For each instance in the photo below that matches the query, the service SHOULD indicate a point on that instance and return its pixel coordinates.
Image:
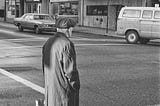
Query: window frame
(98, 8)
(147, 17)
(155, 14)
(138, 16)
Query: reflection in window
(147, 14)
(97, 10)
(157, 15)
(68, 8)
(131, 13)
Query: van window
(147, 14)
(131, 13)
(157, 15)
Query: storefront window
(97, 10)
(68, 8)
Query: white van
(139, 24)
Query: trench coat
(61, 76)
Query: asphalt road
(112, 73)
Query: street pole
(4, 10)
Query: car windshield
(42, 17)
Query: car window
(42, 17)
(131, 13)
(147, 14)
(157, 15)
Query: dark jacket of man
(60, 71)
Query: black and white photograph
(79, 52)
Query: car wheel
(132, 37)
(20, 28)
(143, 40)
(37, 31)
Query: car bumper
(49, 29)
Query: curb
(74, 30)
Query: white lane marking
(20, 47)
(23, 81)
(15, 33)
(28, 47)
(113, 44)
(42, 38)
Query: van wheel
(143, 40)
(20, 28)
(132, 37)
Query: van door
(146, 24)
(156, 25)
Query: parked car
(139, 24)
(36, 22)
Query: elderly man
(62, 82)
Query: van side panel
(128, 20)
(146, 28)
(156, 25)
(156, 29)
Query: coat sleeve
(70, 68)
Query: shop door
(96, 16)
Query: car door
(156, 25)
(146, 24)
(28, 21)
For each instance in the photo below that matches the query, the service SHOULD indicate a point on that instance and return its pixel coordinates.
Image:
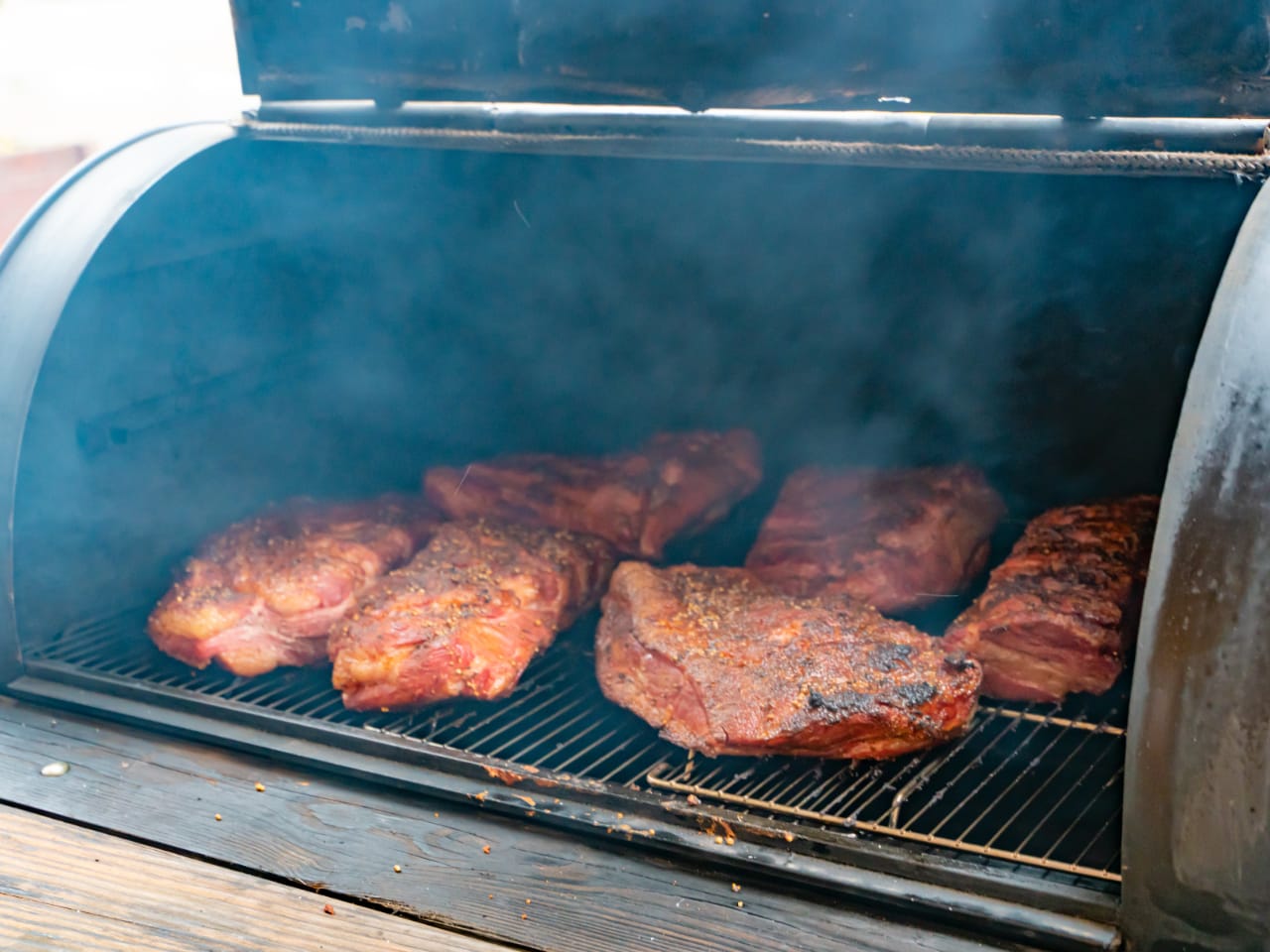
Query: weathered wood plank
(64, 887)
(344, 838)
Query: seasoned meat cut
(1060, 615)
(467, 615)
(267, 590)
(676, 484)
(721, 662)
(892, 538)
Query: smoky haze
(282, 318)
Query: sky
(90, 72)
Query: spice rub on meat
(676, 484)
(267, 590)
(1060, 615)
(893, 538)
(721, 662)
(467, 615)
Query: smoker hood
(1179, 58)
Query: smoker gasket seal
(1121, 162)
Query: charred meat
(721, 662)
(268, 590)
(467, 615)
(892, 538)
(676, 484)
(1060, 615)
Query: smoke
(284, 318)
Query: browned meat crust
(267, 590)
(1061, 613)
(676, 484)
(722, 664)
(467, 615)
(892, 538)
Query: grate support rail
(1038, 785)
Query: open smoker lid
(1162, 58)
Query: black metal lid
(1170, 58)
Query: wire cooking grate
(1038, 785)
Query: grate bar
(929, 839)
(1033, 785)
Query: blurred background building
(79, 75)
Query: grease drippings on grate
(1038, 785)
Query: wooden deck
(125, 851)
(68, 888)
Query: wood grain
(64, 887)
(343, 838)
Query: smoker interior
(278, 318)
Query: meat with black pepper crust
(721, 662)
(1061, 613)
(467, 615)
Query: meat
(893, 538)
(677, 483)
(467, 615)
(724, 664)
(1060, 615)
(267, 590)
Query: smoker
(453, 230)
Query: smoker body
(331, 296)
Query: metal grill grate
(1038, 785)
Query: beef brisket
(677, 483)
(1060, 615)
(892, 538)
(721, 662)
(267, 590)
(467, 615)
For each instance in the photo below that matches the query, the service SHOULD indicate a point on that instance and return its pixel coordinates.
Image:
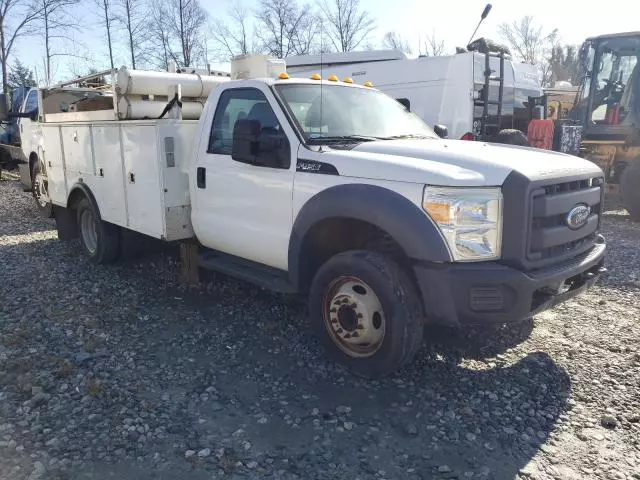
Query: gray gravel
(121, 372)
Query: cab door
(29, 127)
(239, 208)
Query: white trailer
(332, 190)
(446, 90)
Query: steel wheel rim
(353, 317)
(89, 231)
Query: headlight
(469, 218)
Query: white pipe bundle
(138, 109)
(141, 82)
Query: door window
(237, 104)
(31, 105)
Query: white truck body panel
(137, 181)
(440, 89)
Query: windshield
(345, 112)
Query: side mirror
(405, 103)
(441, 131)
(486, 11)
(258, 146)
(4, 108)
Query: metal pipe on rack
(141, 82)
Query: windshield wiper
(399, 137)
(343, 138)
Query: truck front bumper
(477, 293)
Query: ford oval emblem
(578, 216)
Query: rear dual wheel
(366, 312)
(630, 189)
(100, 240)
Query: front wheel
(366, 311)
(100, 240)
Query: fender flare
(412, 228)
(84, 188)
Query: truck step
(252, 272)
(480, 103)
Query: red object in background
(613, 114)
(540, 134)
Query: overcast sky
(452, 21)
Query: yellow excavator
(607, 106)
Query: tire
(100, 240)
(40, 189)
(367, 293)
(511, 137)
(630, 189)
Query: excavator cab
(608, 108)
(609, 95)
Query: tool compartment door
(145, 201)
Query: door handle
(201, 177)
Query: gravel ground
(122, 372)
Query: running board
(256, 273)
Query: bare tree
(56, 23)
(17, 18)
(233, 38)
(159, 36)
(433, 47)
(187, 20)
(348, 26)
(284, 28)
(107, 20)
(563, 64)
(394, 41)
(527, 40)
(20, 75)
(132, 16)
(305, 37)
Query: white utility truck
(475, 94)
(329, 189)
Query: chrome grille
(550, 236)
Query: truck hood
(453, 162)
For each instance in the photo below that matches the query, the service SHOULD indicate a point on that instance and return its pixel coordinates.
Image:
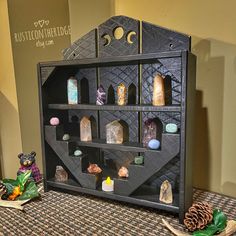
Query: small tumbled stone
(77, 153)
(94, 169)
(54, 121)
(171, 128)
(139, 160)
(154, 144)
(123, 172)
(66, 137)
(61, 175)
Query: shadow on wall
(0, 158)
(10, 139)
(209, 117)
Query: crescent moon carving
(107, 39)
(129, 37)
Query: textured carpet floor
(64, 214)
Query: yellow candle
(108, 181)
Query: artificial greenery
(27, 189)
(217, 225)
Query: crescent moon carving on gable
(107, 39)
(129, 36)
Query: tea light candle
(108, 185)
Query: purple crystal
(149, 131)
(101, 96)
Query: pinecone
(198, 216)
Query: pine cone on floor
(3, 189)
(198, 216)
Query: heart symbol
(41, 23)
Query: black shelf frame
(131, 108)
(172, 57)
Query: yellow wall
(10, 138)
(212, 27)
(87, 15)
(18, 73)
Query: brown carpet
(65, 214)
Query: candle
(108, 185)
(158, 98)
(121, 95)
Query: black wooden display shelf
(142, 198)
(114, 107)
(134, 60)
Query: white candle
(108, 185)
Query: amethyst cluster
(101, 96)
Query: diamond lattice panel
(118, 47)
(169, 172)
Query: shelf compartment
(133, 108)
(101, 143)
(152, 202)
(114, 61)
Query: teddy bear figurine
(27, 162)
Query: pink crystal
(54, 121)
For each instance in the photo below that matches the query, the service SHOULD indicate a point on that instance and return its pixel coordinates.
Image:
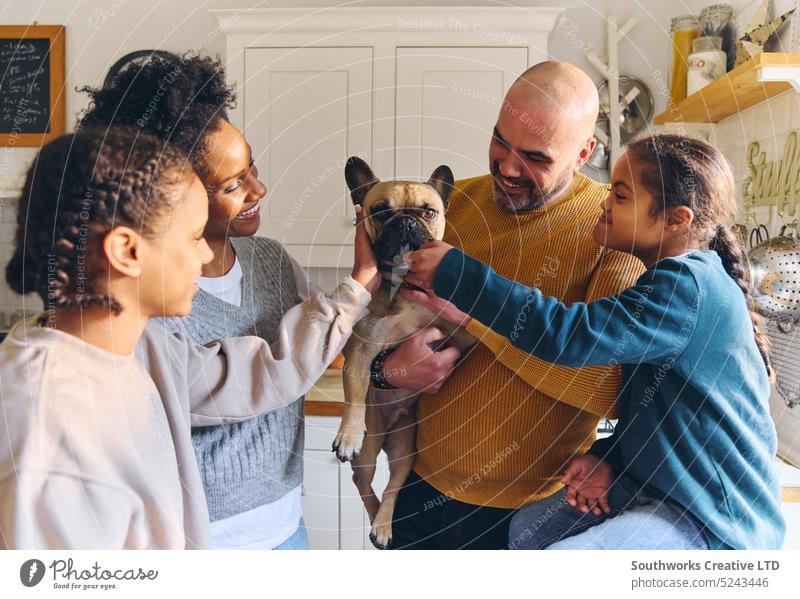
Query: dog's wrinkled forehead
(404, 194)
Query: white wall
(100, 31)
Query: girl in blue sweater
(690, 463)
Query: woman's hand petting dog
(365, 266)
(424, 262)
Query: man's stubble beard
(535, 198)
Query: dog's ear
(442, 181)
(360, 179)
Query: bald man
(497, 434)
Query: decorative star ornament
(758, 33)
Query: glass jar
(718, 20)
(707, 62)
(683, 31)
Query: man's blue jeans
(636, 521)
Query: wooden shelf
(743, 87)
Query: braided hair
(79, 187)
(178, 98)
(681, 171)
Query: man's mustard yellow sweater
(502, 428)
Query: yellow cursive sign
(776, 182)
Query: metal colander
(785, 358)
(775, 276)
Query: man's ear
(442, 181)
(122, 250)
(679, 217)
(586, 152)
(360, 179)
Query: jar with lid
(683, 31)
(707, 62)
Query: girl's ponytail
(728, 248)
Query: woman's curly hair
(79, 187)
(178, 98)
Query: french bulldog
(399, 217)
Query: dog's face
(400, 215)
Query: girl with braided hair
(690, 464)
(252, 471)
(96, 454)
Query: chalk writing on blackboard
(25, 85)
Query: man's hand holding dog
(416, 367)
(424, 263)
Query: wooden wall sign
(32, 93)
(773, 182)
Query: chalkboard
(31, 84)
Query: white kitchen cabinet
(406, 89)
(306, 110)
(333, 511)
(448, 99)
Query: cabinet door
(448, 100)
(306, 111)
(321, 483)
(321, 499)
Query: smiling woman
(251, 471)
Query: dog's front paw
(348, 443)
(381, 535)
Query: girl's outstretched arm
(647, 322)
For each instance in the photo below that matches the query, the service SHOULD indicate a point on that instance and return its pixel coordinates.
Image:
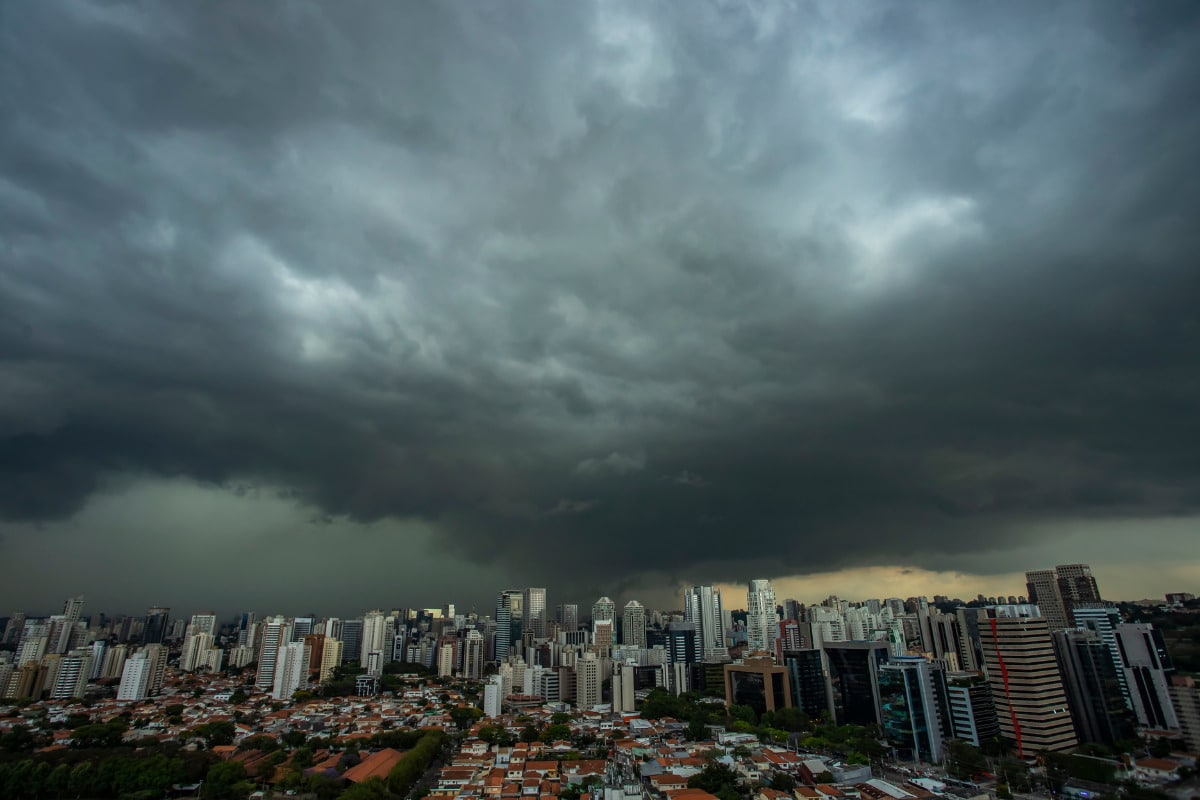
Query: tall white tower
(702, 608)
(633, 625)
(762, 620)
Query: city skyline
(328, 306)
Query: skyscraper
(156, 624)
(588, 678)
(535, 612)
(604, 611)
(1043, 588)
(1061, 590)
(276, 633)
(508, 621)
(375, 630)
(762, 620)
(633, 625)
(702, 608)
(568, 617)
(1097, 701)
(1149, 671)
(972, 710)
(1026, 683)
(913, 708)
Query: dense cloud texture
(703, 287)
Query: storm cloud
(684, 289)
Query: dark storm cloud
(627, 284)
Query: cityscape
(1055, 692)
(599, 400)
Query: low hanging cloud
(906, 277)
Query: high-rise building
(855, 680)
(1147, 669)
(509, 615)
(276, 633)
(330, 659)
(352, 641)
(633, 625)
(534, 613)
(114, 661)
(759, 683)
(1043, 588)
(1097, 701)
(71, 679)
(568, 617)
(493, 697)
(805, 672)
(1077, 587)
(136, 677)
(375, 631)
(473, 655)
(154, 630)
(623, 687)
(702, 608)
(1186, 699)
(683, 643)
(1061, 590)
(915, 708)
(69, 632)
(588, 680)
(972, 710)
(604, 611)
(762, 620)
(291, 671)
(13, 629)
(1026, 683)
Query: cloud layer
(696, 289)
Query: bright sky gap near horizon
(306, 306)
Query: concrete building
(292, 671)
(1026, 683)
(588, 680)
(568, 617)
(1149, 671)
(855, 680)
(509, 617)
(972, 710)
(702, 608)
(330, 659)
(623, 687)
(71, 679)
(136, 677)
(633, 629)
(915, 708)
(473, 655)
(493, 697)
(535, 613)
(276, 633)
(762, 619)
(1186, 699)
(1097, 701)
(759, 683)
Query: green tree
(81, 780)
(215, 733)
(465, 716)
(59, 780)
(717, 779)
(227, 780)
(783, 782)
(293, 739)
(556, 732)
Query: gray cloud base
(701, 289)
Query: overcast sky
(330, 306)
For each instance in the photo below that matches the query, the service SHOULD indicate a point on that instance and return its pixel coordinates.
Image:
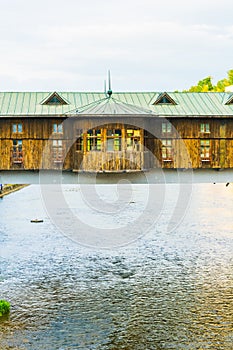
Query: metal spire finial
(109, 92)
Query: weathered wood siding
(37, 136)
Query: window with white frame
(205, 128)
(57, 128)
(57, 151)
(166, 127)
(79, 140)
(113, 139)
(17, 151)
(167, 150)
(205, 150)
(94, 140)
(17, 127)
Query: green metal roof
(187, 104)
(109, 106)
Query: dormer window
(54, 99)
(164, 99)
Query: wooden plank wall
(37, 139)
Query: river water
(160, 290)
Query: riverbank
(9, 188)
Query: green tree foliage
(205, 85)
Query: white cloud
(148, 44)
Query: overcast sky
(148, 45)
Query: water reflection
(165, 291)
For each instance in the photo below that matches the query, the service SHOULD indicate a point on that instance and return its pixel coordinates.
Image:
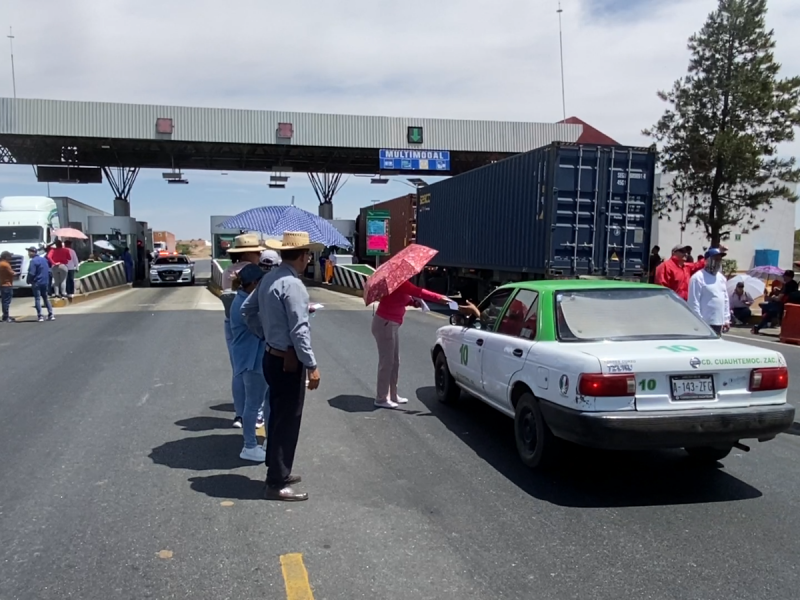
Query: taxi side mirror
(458, 320)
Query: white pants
(386, 334)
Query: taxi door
(467, 368)
(506, 349)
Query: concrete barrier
(215, 282)
(108, 277)
(344, 276)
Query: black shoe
(285, 494)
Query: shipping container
(564, 210)
(402, 226)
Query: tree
(727, 117)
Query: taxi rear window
(171, 260)
(625, 314)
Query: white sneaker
(257, 454)
(385, 404)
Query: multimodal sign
(415, 160)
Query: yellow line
(295, 577)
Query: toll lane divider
(350, 279)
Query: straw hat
(294, 240)
(247, 242)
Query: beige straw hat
(247, 242)
(294, 240)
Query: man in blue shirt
(39, 280)
(247, 352)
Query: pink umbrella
(70, 233)
(398, 269)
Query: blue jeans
(39, 292)
(70, 283)
(7, 293)
(237, 383)
(256, 393)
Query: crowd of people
(267, 331)
(705, 288)
(51, 274)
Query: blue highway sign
(415, 160)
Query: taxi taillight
(773, 378)
(599, 385)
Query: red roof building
(590, 135)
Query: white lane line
(763, 341)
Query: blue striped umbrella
(274, 220)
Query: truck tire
(447, 390)
(708, 454)
(536, 445)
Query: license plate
(696, 387)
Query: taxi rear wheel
(536, 444)
(708, 454)
(447, 391)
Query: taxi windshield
(171, 260)
(626, 314)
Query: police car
(171, 268)
(610, 364)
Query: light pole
(10, 37)
(561, 50)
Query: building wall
(24, 116)
(775, 233)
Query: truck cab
(26, 221)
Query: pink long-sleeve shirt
(393, 307)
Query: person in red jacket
(674, 273)
(385, 325)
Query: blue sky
(466, 59)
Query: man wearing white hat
(278, 311)
(246, 250)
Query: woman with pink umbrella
(389, 285)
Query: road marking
(295, 577)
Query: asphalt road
(121, 479)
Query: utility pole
(561, 49)
(10, 37)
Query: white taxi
(610, 364)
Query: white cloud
(449, 58)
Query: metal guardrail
(111, 276)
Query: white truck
(26, 221)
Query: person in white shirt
(708, 293)
(72, 269)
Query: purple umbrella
(765, 272)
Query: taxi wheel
(447, 391)
(536, 444)
(708, 454)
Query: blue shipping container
(561, 210)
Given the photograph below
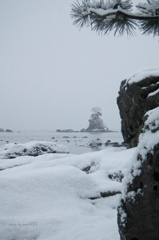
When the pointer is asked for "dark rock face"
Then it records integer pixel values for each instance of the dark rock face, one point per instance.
(138, 214)
(133, 102)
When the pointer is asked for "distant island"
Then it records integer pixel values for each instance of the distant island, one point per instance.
(96, 124)
(7, 130)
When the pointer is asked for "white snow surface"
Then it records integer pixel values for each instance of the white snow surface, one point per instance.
(48, 197)
(142, 74)
(31, 148)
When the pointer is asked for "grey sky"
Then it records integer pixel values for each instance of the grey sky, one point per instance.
(52, 74)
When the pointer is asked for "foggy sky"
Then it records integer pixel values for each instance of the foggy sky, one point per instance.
(52, 74)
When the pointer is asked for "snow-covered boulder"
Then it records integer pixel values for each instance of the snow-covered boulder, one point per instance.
(33, 148)
(50, 197)
(138, 214)
(138, 94)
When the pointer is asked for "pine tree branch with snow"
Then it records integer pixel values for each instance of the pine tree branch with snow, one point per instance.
(117, 15)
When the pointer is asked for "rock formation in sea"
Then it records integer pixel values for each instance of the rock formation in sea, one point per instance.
(95, 121)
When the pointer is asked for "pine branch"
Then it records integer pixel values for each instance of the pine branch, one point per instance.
(117, 15)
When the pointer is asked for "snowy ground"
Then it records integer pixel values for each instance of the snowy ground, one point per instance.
(50, 197)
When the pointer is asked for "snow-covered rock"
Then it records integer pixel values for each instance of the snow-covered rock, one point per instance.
(33, 148)
(138, 94)
(139, 209)
(50, 196)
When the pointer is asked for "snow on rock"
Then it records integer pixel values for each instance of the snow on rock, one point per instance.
(138, 94)
(50, 196)
(33, 148)
(142, 74)
(139, 208)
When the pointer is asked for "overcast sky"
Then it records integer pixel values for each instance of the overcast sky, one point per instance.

> [What you will do]
Return each line above that contains the string "cabinet".

> [Answer to the exercise]
Query: white kitchen cabinet
Query: cabinet door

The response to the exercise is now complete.